### Source text
Susan Moessner (Ann Arbor, Michigan) started the weekend out in the lead aboard her homebred Warmblood gelding Satin Art (Indian Art x Epic Satin) with a dressage score of 25.7 but was bumped down to second after adding 7.6 time penalties to their score on cross-country. Going into show jumping today Moessner had just one goal:

“My plan was to stay out of his way because he's a lovely jumper. I basically just get him in a rhythm, get him into balance, and try to stay out of his way," she said.

Moessner noted that she backed the 19-year-old gelding off a bit on cross-country resulting in the time faults, but that “Artie” jumped wonderfully and answered all the questions the way she would have wanted.

“He's just such a wonderful horse, and it's so special that he finally gets the recognition,” Moessner said of her fourth-generation homebred. “He started out competing up through Intermediate, and I hoped he would be my next big Advanced horse, but he had the injury. And we had that repaired, but I just felt like eventing would be more likely to re-injure it, so he just did dressage for several years. Then I started to take him out when I was teaching some students and thought, 'Oh, we'll pop over one or two'. He was locking on to everything. So then I thought 'Well, maybe we'll go jump some fences.' And so for the past couple of years, I've taken him out once or twice in the season and qualified to bring him here. He could probably go Intermediate again, but I just feel Preliminary is a safer place for him.”

At 19 years young, Moessner has a new goal for her beloved stallion: Grand Prix dressage. She has three of Satin Art’s daughters at home that she intends to bring up through the levels. Her hope is to produce those in her home base of Area VIII so she can support keeping the upper-level divisions at her local shows.

Sarah Ross and Fernhill Heart Throb.


EA21 Rider Sarah Ross and her own and Peta Ross’ 9-year-old Irish Sport Horse gelding Fernhill Heart Throb (by Heartbreaker) moved their way up from third place to first after a double-clear show jumping performance. Ross just made the move from California to Florida and has been adjusting to life and competition on the East Coast.

“We've just been working hard all season at the Preliminary level, and we're getting more confident at the Preliminary and two-star [level], and starting to think about an Intermediate move up. So this was kind of a cool solidification that we're ready," she said.

Ross has aspirations of continuing to climb the ladder with Fernhill Heart Throb.

“I would love to take him up," she said. "I think he will go to the top of the sport. I'm aiming for Young Riders this year, and I think he will be my horse for that. I'll be able to go a lot further with him.”

Ashton Hays and A Boy Named Rozy.

Finishing in third was Nicholasville, Kentucky, native Ashton Hays and her A Boy Named Rozy. She and the 11-year-old Thoroughbred gelding (Distorted Reality x Rozys Account) were sitting in the lead after cross-country, but one rail in the final phase dropped them down to third with a final score of 35.9

Hays has spent the last year-and-a-half focusing on straight dressage and just recently got back to eventing with her partner of seven years.

### Objective a
Please output the entries below verbatim, every line of them, with nothing changed.

### Information shown
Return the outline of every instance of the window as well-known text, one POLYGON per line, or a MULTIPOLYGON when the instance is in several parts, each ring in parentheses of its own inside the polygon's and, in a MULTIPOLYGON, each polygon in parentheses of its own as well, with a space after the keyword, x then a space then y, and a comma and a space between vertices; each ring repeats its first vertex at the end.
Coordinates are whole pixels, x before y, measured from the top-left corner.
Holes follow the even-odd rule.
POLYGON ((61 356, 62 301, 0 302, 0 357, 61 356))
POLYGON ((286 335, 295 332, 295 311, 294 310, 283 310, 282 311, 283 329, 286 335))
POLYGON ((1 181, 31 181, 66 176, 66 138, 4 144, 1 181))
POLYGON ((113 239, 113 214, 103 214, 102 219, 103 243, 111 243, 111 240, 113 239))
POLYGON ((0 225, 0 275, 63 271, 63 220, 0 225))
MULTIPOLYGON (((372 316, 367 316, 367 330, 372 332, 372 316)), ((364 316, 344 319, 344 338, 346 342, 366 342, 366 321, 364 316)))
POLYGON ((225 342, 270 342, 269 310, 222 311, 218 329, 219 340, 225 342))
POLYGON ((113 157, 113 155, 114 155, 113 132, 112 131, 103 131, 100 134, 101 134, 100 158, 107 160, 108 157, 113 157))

### Objective b
Pick up the eventing report from its final sentence and continue it.

### Expected output a
Return the outline of every instance of the window as well-known text, one POLYGON per line, or a MULTIPOLYGON when the instance is in several parts, each ring in parentheses of its own inside the polygon's and, in a MULTIPOLYGON, each polygon in parentheses of its own as well, with a space after the keyword, x then a space then y, and a comma and a space between vertices; each ring repeats its first vertex at the end.
Coordinates are whole pixels, x before y, measured from the top-left corner.
Holes follow the even-odd rule.
POLYGON ((61 356, 62 301, 0 302, 0 357, 61 356))
POLYGON ((286 335, 295 332, 295 311, 294 310, 283 310, 282 311, 283 329, 286 335))
POLYGON ((1 181, 31 181, 66 176, 66 138, 4 144, 1 181))
POLYGON ((113 239, 113 214, 103 214, 102 219, 103 243, 111 243, 111 240, 113 239))
POLYGON ((0 225, 0 275, 63 271, 63 220, 0 225))
MULTIPOLYGON (((372 316, 367 316, 367 330, 372 332, 372 316)), ((364 316, 344 319, 344 338, 346 342, 366 342, 366 321, 364 316)))
POLYGON ((225 342, 270 342, 269 310, 222 311, 218 329, 219 340, 225 342))
POLYGON ((113 157, 113 155, 114 155, 113 132, 112 131, 103 131, 100 134, 101 134, 100 158, 107 160, 108 157, 113 157))

### Expected output b
“We were kind of picking and fighting with each other,” she shared regarding their time spent focusing on dressage, “so we haven't even been eventing a year yet together again. I actually haven't brought him out since Terra Nova, where he ran his first intermediate, because I had a back injury. So the whole weekend was just kind of like go in and just remind him that this is his job. And he did that very successfully and just kept me on my toes, and was good throughout the whole weekend.”

Bates USEA Preliminary Junior/Young Rider Championship

Annabelle Sprague and Da Vinci Code.

Annabelle Sprague (Brookfield, Vermont) was feeling the pressure going into show jumping today in the lead with Kylie Lyman’s 16-year-old Irish Sport Horse Da Vinci Code (Master Imp x Clovers Appollo). One rail would result in losing their lead, so Sprague kept the plan today short and simple.

“The game plan was just to get a good canter and pretend like it's any other day,” she shared. “It's a big relief [to be Champion]. It was very nerve-wracking.”

Sprague started her championship performance in third place and is concluding the week on the same score she started with; quite a feat in a championship setting.

“In dressage, he was really good. We've done the test a bit, so he anticipated the halt, but besides that, I thought he was really good," she said. "And then in the cross-country, he was just amazing. I couldn't have asked for any better.”

She has had the ride on “Da Vinci” off and on for three years now and feels like they have really formed a solid partnership. “I feel like we know each other really well, and that helped us out today," she said.

Chloe Johnson and Chilli Bean.

After a dressage score of 33.1 slotted Dallas, Texas, based rider Chloe Johnson and her own 8-year-old New Zealand Sport Horse mare Chilli Bean (Chilli Morning x Curtain Call) in fifth place, the duo made a big leap up to second following their double-clear cross-country effort. They added one rail to their score to end the week with the honors of Reserve Champion on a score of 29.2

Looking back at her week as a whole, Johnson was thrilled with her partner. Especially since she entered very last minute as what she referred to as her “Plan C.”

“In dressage, I was a little less prepared than I would like to normally be, but other than that, it was very consistent," she said. "On cross-country, she's always amazing, and she just absolutely ate it up and loved every second of it. Stadium is definitely our weakest phase, but I've been working a lot on that, and it's gotten a lot better. She felt great today.”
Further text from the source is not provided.